:: Extracted entries

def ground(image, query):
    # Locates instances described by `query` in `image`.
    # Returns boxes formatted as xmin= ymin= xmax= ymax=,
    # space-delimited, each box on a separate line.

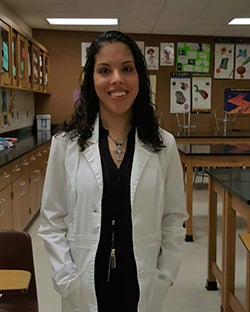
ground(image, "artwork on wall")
xmin=170 ymin=73 xmax=191 ymax=114
xmin=149 ymin=75 xmax=156 ymax=105
xmin=224 ymin=89 xmax=250 ymax=114
xmin=192 ymin=76 xmax=212 ymax=112
xmin=234 ymin=44 xmax=250 ymax=79
xmin=214 ymin=43 xmax=234 ymax=79
xmin=81 ymin=42 xmax=91 ymax=67
xmin=160 ymin=42 xmax=175 ymax=66
xmin=136 ymin=41 xmax=144 ymax=55
xmin=145 ymin=47 xmax=159 ymax=70
xmin=176 ymin=42 xmax=210 ymax=73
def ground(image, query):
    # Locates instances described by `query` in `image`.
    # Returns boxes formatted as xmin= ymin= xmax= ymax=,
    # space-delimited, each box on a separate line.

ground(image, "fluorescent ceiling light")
xmin=228 ymin=18 xmax=250 ymax=25
xmin=46 ymin=18 xmax=118 ymax=26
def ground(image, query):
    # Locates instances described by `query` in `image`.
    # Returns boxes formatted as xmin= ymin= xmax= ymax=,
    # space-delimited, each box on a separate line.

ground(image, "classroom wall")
xmin=33 ymin=29 xmax=250 ymax=132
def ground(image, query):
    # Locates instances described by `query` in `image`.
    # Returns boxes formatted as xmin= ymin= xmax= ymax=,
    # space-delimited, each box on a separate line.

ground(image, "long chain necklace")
xmin=108 ymin=134 xmax=128 ymax=161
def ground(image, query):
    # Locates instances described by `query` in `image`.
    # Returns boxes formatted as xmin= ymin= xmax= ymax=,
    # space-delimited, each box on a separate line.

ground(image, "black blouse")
xmin=95 ymin=122 xmax=139 ymax=312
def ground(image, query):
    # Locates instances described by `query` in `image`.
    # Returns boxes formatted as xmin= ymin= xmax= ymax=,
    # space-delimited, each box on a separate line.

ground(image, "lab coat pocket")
xmin=146 ymin=270 xmax=171 ymax=312
xmin=67 ymin=277 xmax=82 ymax=312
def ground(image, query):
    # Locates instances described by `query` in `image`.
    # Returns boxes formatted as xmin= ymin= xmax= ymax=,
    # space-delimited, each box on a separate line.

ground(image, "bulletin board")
xmin=224 ymin=89 xmax=250 ymax=114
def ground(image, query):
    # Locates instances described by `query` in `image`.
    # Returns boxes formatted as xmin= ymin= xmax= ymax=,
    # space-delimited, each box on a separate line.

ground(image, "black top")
xmin=95 ymin=125 xmax=139 ymax=312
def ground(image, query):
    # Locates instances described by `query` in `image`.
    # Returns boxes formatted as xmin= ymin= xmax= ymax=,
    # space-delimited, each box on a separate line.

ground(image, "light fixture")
xmin=46 ymin=18 xmax=118 ymax=26
xmin=228 ymin=17 xmax=250 ymax=25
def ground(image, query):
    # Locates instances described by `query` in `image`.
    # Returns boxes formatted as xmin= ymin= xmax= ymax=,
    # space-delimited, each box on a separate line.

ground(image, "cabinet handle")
xmin=30 ymin=155 xmax=36 ymax=160
xmin=34 ymin=169 xmax=41 ymax=182
xmin=22 ymin=159 xmax=29 ymax=166
xmin=14 ymin=165 xmax=21 ymax=172
xmin=3 ymin=171 xmax=10 ymax=179
xmin=19 ymin=181 xmax=26 ymax=196
xmin=0 ymin=198 xmax=6 ymax=216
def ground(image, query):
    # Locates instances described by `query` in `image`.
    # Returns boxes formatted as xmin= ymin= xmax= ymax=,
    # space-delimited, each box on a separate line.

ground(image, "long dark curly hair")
xmin=61 ymin=31 xmax=164 ymax=152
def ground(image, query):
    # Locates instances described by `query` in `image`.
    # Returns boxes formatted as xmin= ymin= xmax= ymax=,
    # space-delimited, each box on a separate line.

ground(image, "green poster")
xmin=176 ymin=42 xmax=210 ymax=73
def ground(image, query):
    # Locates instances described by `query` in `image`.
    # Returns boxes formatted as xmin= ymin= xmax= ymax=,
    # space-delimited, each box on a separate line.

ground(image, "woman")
xmin=39 ymin=31 xmax=186 ymax=312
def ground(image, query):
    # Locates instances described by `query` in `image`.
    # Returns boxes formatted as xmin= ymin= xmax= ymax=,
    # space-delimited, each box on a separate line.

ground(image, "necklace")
xmin=108 ymin=134 xmax=128 ymax=161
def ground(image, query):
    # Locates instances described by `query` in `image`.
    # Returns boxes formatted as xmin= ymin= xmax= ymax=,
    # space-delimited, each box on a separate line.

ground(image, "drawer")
xmin=11 ymin=156 xmax=30 ymax=181
xmin=0 ymin=165 xmax=11 ymax=190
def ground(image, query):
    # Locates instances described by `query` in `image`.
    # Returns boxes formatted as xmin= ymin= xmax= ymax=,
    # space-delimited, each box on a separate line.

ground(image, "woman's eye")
xmin=123 ymin=66 xmax=134 ymax=72
xmin=98 ymin=67 xmax=109 ymax=74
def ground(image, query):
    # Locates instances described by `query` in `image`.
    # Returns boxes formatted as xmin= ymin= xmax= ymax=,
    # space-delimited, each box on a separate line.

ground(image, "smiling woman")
xmin=39 ymin=31 xmax=187 ymax=312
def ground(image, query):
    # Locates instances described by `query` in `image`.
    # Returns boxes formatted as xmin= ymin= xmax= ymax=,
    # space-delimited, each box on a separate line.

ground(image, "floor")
xmin=29 ymin=179 xmax=246 ymax=312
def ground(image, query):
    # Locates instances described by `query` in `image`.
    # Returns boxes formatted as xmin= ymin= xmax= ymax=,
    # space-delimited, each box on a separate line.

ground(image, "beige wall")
xmin=33 ymin=29 xmax=250 ymax=131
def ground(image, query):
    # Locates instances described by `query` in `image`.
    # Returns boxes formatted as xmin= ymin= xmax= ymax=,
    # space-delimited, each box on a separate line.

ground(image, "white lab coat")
xmin=38 ymin=118 xmax=187 ymax=312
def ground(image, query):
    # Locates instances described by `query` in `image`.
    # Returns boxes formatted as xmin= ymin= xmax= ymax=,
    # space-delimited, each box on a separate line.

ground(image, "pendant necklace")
xmin=108 ymin=134 xmax=128 ymax=161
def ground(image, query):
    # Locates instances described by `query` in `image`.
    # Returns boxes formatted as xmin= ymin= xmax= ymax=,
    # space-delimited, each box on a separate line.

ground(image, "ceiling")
xmin=1 ymin=0 xmax=250 ymax=37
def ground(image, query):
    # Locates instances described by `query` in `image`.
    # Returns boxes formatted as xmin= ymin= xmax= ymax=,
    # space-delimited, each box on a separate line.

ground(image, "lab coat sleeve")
xmin=38 ymin=136 xmax=80 ymax=297
xmin=158 ymin=135 xmax=188 ymax=284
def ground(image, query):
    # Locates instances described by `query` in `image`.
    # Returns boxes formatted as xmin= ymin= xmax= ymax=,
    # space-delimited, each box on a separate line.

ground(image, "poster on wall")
xmin=160 ymin=42 xmax=174 ymax=66
xmin=234 ymin=44 xmax=250 ymax=79
xmin=136 ymin=41 xmax=144 ymax=55
xmin=176 ymin=42 xmax=210 ymax=73
xmin=214 ymin=43 xmax=234 ymax=79
xmin=145 ymin=47 xmax=159 ymax=70
xmin=224 ymin=89 xmax=250 ymax=114
xmin=192 ymin=76 xmax=212 ymax=112
xmin=81 ymin=42 xmax=91 ymax=67
xmin=170 ymin=73 xmax=191 ymax=114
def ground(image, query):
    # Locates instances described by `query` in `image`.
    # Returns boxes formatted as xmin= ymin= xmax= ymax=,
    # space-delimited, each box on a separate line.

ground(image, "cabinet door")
xmin=0 ymin=21 xmax=11 ymax=85
xmin=12 ymin=172 xmax=31 ymax=230
xmin=0 ymin=184 xmax=12 ymax=230
xmin=43 ymin=52 xmax=50 ymax=92
xmin=29 ymin=160 xmax=44 ymax=215
xmin=17 ymin=33 xmax=29 ymax=88
xmin=11 ymin=28 xmax=18 ymax=87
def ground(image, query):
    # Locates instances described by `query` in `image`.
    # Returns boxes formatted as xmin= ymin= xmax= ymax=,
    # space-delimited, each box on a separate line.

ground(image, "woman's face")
xmin=94 ymin=42 xmax=139 ymax=119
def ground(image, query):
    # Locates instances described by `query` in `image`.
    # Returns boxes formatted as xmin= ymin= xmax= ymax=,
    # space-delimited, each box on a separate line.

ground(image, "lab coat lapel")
xmin=83 ymin=118 xmax=103 ymax=192
xmin=131 ymin=133 xmax=152 ymax=203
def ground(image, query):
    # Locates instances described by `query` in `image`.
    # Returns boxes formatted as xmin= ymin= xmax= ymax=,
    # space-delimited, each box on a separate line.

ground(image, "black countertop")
xmin=172 ymin=130 xmax=250 ymax=139
xmin=0 ymin=127 xmax=52 ymax=167
xmin=205 ymin=168 xmax=250 ymax=205
xmin=177 ymin=143 xmax=250 ymax=156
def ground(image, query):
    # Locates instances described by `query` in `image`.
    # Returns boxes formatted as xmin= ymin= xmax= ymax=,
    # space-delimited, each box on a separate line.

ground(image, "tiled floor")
xmin=29 ymin=177 xmax=246 ymax=312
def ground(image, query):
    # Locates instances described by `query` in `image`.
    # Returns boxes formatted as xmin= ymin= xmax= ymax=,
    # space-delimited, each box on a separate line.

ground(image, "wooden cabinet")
xmin=0 ymin=184 xmax=12 ymax=230
xmin=12 ymin=171 xmax=31 ymax=231
xmin=0 ymin=19 xmax=50 ymax=93
xmin=17 ymin=33 xmax=29 ymax=88
xmin=0 ymin=165 xmax=12 ymax=230
xmin=0 ymin=20 xmax=11 ymax=86
xmin=29 ymin=144 xmax=49 ymax=215
xmin=0 ymin=142 xmax=50 ymax=230
xmin=11 ymin=28 xmax=18 ymax=87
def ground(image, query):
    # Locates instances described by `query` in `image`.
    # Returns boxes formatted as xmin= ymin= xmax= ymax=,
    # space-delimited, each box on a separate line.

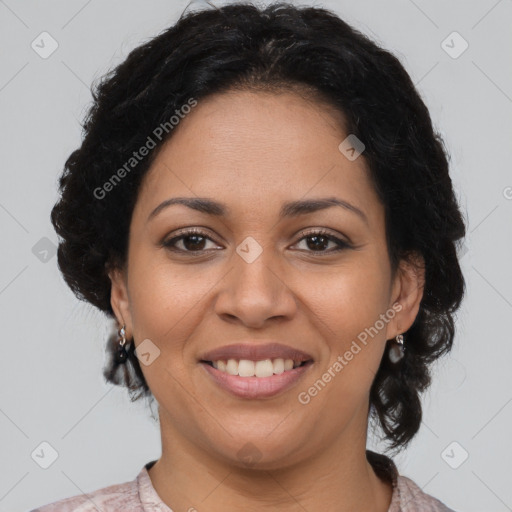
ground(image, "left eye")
xmin=292 ymin=231 xmax=350 ymax=253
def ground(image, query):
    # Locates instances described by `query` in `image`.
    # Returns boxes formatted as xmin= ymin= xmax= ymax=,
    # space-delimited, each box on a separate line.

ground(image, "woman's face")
xmin=111 ymin=92 xmax=421 ymax=468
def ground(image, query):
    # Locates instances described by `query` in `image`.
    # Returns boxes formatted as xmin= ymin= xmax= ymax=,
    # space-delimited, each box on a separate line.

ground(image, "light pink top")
xmin=30 ymin=451 xmax=454 ymax=512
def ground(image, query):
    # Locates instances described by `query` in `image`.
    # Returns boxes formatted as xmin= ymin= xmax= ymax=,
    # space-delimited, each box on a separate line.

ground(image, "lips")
xmin=199 ymin=341 xmax=313 ymax=362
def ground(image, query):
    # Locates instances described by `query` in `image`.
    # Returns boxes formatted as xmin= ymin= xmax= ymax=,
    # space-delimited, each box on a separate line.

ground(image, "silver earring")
xmin=115 ymin=325 xmax=128 ymax=364
xmin=388 ymin=334 xmax=405 ymax=363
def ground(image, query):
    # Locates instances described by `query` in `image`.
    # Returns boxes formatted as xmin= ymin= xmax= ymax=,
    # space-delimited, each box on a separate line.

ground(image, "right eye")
xmin=162 ymin=229 xmax=222 ymax=253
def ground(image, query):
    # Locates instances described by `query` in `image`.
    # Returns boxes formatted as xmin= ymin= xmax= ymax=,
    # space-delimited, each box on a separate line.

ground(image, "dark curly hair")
xmin=51 ymin=2 xmax=466 ymax=449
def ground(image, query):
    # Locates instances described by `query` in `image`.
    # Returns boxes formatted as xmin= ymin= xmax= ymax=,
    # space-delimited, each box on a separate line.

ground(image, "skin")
xmin=110 ymin=91 xmax=423 ymax=512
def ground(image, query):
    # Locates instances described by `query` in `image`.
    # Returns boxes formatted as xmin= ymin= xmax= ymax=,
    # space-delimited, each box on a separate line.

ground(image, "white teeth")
xmin=212 ymin=358 xmax=302 ymax=377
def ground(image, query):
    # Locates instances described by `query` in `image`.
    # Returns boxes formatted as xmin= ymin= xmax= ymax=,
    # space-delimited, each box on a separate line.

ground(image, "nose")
xmin=215 ymin=243 xmax=297 ymax=329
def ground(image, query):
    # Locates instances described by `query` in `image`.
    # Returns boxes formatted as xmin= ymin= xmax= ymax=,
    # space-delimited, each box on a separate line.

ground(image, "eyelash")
xmin=162 ymin=228 xmax=352 ymax=256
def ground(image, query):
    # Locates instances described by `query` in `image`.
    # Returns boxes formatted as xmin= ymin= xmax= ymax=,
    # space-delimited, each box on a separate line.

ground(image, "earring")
xmin=115 ymin=325 xmax=128 ymax=364
xmin=388 ymin=334 xmax=405 ymax=363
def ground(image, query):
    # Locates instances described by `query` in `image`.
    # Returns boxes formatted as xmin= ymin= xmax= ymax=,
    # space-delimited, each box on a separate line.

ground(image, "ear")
xmin=108 ymin=268 xmax=133 ymax=338
xmin=386 ymin=252 xmax=425 ymax=339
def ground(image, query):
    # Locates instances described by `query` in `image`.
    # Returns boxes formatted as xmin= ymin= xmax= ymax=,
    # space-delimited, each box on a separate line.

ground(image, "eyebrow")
xmin=147 ymin=197 xmax=368 ymax=224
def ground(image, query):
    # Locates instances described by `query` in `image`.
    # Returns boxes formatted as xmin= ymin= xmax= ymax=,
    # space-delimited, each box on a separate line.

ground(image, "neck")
xmin=148 ymin=412 xmax=392 ymax=512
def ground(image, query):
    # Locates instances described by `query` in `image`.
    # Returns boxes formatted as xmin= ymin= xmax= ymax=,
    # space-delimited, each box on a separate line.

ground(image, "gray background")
xmin=0 ymin=0 xmax=512 ymax=512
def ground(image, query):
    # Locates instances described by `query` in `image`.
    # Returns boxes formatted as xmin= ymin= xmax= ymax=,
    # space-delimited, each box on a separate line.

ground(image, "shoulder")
xmin=30 ymin=480 xmax=143 ymax=512
xmin=396 ymin=475 xmax=455 ymax=512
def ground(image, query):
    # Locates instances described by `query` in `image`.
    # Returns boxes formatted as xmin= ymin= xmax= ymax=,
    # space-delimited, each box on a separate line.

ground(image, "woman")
xmin=31 ymin=4 xmax=465 ymax=512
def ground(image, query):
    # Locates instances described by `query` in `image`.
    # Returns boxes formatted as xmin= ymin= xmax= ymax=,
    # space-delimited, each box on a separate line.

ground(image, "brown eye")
xmin=162 ymin=230 xmax=218 ymax=253
xmin=292 ymin=231 xmax=350 ymax=253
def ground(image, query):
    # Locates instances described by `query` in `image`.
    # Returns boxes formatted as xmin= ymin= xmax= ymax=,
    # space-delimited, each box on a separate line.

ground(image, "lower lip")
xmin=200 ymin=361 xmax=313 ymax=398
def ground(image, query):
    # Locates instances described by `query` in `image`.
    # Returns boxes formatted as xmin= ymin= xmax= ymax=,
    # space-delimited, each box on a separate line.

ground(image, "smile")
xmin=200 ymin=358 xmax=313 ymax=399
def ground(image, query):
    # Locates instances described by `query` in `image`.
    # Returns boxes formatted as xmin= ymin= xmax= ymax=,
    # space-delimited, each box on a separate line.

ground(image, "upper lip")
xmin=199 ymin=342 xmax=313 ymax=361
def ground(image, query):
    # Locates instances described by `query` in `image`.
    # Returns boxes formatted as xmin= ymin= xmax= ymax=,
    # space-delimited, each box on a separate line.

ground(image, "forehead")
xmin=137 ymin=87 xmax=378 ymax=222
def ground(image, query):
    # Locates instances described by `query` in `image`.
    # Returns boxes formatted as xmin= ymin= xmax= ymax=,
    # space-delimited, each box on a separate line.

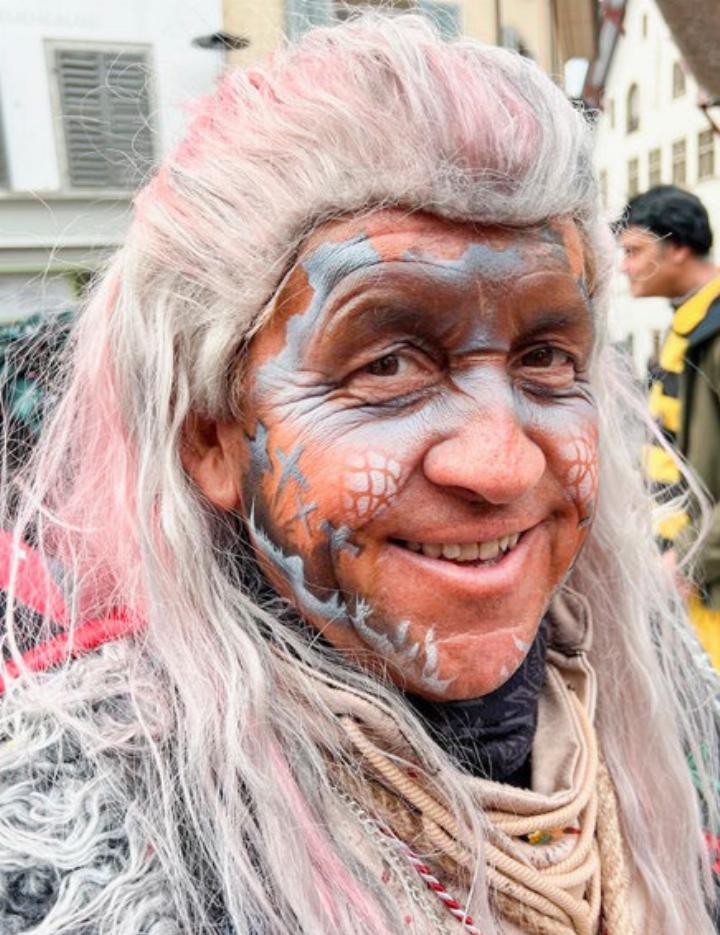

::::

Filter the material above, keeping every line that contains the string "black". Treat case as significant.

ground(image, "black blouse")
ground(image, "black top")
ground(image, "black countertop")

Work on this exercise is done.